_Work to complete_
Identify every line below that contains the word "light", matching case exactly, and copy each of those lines in full.

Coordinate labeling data
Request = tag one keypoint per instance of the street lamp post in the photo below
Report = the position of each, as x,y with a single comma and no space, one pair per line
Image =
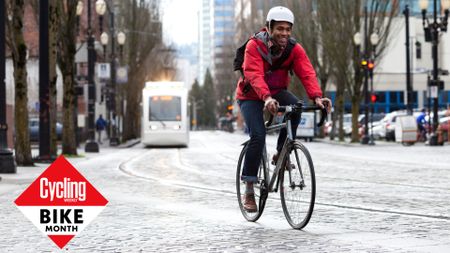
7,164
408,64
91,145
374,38
357,41
101,7
434,29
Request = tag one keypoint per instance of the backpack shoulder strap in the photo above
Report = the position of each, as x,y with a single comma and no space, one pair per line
291,44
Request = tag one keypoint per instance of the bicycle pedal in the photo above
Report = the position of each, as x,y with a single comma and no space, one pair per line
290,167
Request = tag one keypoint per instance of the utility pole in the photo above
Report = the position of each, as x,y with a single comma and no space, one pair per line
365,138
91,144
7,161
44,83
408,64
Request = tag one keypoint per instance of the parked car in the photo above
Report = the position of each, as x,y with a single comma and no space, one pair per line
33,129
376,120
346,125
385,128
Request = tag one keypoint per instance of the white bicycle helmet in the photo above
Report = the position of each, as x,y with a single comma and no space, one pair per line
280,13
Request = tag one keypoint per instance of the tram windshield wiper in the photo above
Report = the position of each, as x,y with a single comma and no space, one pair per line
157,119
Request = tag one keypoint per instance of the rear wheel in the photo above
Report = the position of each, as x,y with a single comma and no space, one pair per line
259,188
298,186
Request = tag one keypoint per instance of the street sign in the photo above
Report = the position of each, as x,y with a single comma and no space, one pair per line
103,70
61,202
122,74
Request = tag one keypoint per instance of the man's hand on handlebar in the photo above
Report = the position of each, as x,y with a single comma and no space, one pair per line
271,105
324,103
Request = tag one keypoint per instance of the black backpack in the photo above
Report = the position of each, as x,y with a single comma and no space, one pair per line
240,52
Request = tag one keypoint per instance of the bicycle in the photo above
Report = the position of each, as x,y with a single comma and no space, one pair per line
293,173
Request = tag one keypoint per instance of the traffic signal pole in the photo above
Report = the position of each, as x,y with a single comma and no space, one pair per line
408,64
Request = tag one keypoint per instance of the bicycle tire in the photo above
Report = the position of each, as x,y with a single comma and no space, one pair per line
297,202
260,189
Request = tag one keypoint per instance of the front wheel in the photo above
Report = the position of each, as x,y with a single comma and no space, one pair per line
260,188
298,186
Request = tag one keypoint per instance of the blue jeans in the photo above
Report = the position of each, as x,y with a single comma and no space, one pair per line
252,111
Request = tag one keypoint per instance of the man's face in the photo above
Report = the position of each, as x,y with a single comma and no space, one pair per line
281,32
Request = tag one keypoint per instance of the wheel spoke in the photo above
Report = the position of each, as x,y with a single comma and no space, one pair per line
298,188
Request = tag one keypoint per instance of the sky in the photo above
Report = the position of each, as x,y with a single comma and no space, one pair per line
180,21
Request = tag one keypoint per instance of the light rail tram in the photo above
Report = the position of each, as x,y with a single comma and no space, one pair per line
165,117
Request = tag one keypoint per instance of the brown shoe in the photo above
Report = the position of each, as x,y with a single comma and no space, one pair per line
249,202
275,158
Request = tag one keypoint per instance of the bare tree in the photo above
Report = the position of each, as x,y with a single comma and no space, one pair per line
346,17
18,48
142,24
65,16
53,31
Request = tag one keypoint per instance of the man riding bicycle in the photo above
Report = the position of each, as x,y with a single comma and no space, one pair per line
263,87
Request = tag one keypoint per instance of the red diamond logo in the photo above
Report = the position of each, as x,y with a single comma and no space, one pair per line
61,202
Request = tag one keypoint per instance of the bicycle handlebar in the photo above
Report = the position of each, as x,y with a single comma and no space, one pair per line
299,108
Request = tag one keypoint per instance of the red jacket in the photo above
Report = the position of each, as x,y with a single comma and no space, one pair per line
265,84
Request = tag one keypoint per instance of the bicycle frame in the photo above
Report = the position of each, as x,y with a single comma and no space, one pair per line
274,179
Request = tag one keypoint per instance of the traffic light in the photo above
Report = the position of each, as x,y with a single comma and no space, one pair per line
364,63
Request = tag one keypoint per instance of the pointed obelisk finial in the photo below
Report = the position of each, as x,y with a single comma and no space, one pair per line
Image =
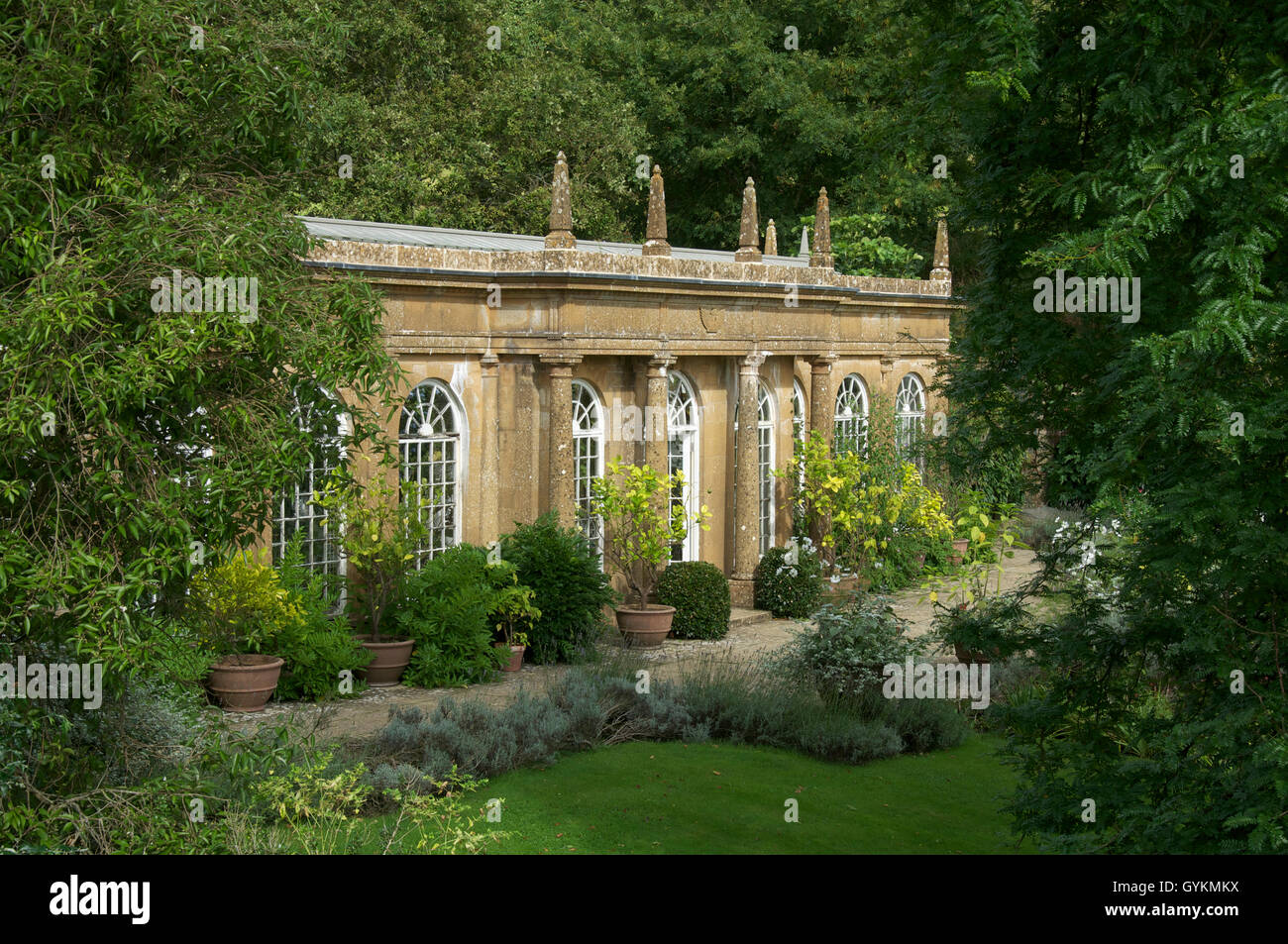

_Task response_
Request = tag one keypoint per instance of the light rail tram in the photo above
Request = tag one keypoint per instance of the traffic light in the photo above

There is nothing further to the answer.